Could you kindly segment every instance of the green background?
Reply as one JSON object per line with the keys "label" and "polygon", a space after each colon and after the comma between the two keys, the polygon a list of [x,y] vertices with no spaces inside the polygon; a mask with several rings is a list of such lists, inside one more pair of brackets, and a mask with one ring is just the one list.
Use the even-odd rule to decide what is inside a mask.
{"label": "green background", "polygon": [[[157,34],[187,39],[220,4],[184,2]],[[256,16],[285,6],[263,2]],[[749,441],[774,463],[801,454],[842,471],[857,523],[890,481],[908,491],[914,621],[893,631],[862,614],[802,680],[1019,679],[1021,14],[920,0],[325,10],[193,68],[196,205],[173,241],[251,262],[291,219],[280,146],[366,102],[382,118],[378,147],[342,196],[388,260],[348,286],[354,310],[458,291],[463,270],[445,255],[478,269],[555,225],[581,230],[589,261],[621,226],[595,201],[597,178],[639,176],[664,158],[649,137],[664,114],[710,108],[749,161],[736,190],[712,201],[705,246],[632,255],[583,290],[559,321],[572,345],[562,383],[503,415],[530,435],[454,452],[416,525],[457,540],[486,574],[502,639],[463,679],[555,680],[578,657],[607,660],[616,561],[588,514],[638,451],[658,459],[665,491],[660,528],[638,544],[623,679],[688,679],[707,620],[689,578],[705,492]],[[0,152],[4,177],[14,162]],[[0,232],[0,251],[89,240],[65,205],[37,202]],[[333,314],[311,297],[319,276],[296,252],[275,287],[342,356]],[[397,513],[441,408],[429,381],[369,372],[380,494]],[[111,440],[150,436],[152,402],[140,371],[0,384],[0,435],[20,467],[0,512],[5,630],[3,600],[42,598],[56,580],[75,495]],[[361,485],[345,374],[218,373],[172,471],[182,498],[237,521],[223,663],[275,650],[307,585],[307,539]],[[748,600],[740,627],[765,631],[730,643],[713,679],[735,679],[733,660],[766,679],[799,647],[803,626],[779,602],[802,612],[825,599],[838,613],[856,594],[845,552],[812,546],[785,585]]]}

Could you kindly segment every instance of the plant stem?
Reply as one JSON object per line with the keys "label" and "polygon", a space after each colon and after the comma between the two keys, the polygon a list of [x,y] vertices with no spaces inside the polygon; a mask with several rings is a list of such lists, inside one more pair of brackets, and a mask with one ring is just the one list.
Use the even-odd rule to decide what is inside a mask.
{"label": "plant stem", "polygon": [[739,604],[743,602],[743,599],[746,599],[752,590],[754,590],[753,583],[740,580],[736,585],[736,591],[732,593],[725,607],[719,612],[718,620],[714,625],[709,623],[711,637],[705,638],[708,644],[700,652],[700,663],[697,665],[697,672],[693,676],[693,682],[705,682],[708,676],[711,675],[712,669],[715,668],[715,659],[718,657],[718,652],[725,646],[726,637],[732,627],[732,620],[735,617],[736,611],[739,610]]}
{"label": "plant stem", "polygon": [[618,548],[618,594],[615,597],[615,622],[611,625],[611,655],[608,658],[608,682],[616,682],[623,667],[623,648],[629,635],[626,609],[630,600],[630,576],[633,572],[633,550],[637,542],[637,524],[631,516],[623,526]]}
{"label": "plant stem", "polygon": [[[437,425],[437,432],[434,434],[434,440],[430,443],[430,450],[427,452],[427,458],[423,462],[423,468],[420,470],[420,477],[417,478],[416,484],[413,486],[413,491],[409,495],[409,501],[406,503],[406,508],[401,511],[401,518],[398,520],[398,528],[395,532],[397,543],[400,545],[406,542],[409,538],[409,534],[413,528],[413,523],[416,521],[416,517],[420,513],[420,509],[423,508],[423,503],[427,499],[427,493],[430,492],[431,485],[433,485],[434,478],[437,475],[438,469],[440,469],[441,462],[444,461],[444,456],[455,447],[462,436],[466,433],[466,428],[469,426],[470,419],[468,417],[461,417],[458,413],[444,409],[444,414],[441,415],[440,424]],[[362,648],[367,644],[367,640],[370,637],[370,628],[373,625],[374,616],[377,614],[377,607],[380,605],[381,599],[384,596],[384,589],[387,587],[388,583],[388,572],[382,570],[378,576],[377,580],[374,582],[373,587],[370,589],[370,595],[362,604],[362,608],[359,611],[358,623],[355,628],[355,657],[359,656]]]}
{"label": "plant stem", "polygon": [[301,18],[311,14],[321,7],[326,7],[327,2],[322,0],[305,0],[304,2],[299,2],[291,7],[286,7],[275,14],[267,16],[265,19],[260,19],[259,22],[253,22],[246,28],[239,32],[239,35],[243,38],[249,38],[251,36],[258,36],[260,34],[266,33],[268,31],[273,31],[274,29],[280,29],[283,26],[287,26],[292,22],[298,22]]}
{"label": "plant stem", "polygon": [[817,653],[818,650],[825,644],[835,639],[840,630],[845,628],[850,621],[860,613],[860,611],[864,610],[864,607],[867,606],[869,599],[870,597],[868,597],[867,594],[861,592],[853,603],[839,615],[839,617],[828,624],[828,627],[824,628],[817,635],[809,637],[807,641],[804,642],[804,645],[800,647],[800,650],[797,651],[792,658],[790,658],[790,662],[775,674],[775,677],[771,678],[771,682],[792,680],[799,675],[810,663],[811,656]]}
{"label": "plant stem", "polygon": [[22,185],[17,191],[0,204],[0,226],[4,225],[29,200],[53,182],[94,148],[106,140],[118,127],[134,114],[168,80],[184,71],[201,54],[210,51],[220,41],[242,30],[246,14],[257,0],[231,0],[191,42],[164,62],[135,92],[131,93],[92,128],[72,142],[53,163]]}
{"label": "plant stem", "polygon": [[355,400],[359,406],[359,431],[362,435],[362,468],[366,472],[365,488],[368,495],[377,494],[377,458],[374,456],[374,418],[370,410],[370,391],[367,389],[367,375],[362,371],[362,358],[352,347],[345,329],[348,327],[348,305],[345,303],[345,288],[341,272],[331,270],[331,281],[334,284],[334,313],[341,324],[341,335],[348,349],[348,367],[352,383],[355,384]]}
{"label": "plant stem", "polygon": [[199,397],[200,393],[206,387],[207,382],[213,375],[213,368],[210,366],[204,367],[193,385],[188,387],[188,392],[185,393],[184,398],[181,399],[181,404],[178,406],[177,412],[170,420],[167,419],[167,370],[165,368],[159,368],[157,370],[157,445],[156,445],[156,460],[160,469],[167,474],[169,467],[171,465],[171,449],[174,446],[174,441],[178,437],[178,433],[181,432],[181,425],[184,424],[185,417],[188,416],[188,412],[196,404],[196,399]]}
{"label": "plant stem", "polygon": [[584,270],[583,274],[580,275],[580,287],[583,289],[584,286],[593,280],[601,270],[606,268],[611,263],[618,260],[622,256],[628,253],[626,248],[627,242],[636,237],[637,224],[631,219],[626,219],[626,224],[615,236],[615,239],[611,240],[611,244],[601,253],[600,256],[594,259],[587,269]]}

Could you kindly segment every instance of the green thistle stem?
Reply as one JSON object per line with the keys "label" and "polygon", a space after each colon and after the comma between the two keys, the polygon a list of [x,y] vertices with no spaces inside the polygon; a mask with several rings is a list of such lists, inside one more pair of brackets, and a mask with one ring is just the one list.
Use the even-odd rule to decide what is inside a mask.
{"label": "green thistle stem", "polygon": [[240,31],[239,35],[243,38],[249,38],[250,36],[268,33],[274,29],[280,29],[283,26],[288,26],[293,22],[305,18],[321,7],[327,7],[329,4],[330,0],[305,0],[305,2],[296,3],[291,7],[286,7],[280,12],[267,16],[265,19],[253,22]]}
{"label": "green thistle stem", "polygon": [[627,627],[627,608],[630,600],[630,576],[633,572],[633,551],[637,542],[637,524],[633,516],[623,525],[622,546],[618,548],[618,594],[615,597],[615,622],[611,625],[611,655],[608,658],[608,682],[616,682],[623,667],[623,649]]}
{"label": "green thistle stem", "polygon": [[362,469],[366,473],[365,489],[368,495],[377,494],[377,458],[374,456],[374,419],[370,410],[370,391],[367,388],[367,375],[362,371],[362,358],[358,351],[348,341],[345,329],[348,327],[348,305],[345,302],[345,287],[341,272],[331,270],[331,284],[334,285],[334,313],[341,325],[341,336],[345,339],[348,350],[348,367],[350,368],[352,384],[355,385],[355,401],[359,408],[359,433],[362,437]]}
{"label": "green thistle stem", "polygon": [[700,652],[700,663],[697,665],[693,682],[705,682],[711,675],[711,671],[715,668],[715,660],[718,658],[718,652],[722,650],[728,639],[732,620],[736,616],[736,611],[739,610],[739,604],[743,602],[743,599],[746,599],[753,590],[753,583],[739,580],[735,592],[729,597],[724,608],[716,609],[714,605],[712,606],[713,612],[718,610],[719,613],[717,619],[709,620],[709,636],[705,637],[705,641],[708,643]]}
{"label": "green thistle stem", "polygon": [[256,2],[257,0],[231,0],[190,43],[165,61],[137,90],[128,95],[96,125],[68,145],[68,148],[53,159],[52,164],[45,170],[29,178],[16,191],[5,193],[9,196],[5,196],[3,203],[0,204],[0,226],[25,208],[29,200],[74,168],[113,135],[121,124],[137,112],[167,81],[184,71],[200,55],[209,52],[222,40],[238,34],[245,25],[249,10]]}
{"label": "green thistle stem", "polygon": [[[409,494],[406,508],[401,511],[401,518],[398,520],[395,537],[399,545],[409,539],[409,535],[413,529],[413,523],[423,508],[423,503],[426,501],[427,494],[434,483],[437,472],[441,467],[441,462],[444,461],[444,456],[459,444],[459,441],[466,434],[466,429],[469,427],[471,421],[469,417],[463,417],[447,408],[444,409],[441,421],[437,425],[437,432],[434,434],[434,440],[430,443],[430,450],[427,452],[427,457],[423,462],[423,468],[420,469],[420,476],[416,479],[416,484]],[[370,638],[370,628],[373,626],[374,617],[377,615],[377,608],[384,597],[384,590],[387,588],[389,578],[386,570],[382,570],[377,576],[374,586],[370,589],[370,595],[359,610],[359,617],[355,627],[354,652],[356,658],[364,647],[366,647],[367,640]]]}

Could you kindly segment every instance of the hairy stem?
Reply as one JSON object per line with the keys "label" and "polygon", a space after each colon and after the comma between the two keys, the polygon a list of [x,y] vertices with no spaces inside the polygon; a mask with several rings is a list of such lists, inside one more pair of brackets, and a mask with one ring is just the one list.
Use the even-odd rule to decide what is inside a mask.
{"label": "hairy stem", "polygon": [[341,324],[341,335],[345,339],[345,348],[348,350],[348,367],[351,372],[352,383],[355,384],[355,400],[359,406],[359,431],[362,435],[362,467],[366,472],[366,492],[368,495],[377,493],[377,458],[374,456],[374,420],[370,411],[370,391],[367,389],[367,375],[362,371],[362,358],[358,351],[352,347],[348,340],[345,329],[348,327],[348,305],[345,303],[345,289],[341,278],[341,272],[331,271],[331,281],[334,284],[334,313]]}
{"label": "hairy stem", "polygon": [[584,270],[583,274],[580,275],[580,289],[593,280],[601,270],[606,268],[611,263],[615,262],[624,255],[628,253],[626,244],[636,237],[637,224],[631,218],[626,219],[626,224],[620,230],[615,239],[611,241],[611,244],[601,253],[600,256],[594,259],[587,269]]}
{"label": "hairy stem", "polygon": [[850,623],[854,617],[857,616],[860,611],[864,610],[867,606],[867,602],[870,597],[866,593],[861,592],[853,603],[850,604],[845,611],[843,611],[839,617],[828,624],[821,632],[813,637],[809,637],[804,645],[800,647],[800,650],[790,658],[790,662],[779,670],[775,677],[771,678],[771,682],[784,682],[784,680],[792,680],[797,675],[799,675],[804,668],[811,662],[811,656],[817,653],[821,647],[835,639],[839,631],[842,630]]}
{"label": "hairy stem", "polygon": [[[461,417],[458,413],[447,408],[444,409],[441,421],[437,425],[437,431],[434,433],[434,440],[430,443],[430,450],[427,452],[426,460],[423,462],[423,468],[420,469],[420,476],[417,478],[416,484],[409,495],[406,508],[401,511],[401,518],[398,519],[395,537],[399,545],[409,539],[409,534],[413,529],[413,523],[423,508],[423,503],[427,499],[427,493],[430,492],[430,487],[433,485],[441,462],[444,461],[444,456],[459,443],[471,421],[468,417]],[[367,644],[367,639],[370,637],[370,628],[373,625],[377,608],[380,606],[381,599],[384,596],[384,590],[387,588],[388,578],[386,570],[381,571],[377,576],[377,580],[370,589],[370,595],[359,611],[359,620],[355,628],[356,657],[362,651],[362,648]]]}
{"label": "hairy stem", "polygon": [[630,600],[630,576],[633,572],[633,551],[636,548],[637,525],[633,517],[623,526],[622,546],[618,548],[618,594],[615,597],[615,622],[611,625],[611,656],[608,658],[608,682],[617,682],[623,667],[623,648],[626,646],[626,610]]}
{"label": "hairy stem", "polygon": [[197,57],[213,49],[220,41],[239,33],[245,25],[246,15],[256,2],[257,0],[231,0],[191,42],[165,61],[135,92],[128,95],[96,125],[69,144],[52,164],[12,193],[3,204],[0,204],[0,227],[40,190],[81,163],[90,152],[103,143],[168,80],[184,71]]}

┄┄┄┄┄┄┄┄┄┄┄┄┄┄┄┄┄┄┄┄

*Enunciado escrito*: Reúne todas las filas anteriores que contienen la palabra "Could" y cópialas completas. Se distinguen mayúsculas y minúsculas.

*Solución propuesta*:
Could you kindly segment every instance of the green background?
Could you kindly segment every instance of the plant stem?
Could you kindly segment every instance of the green thistle stem?
Could you kindly segment every instance of the hairy stem?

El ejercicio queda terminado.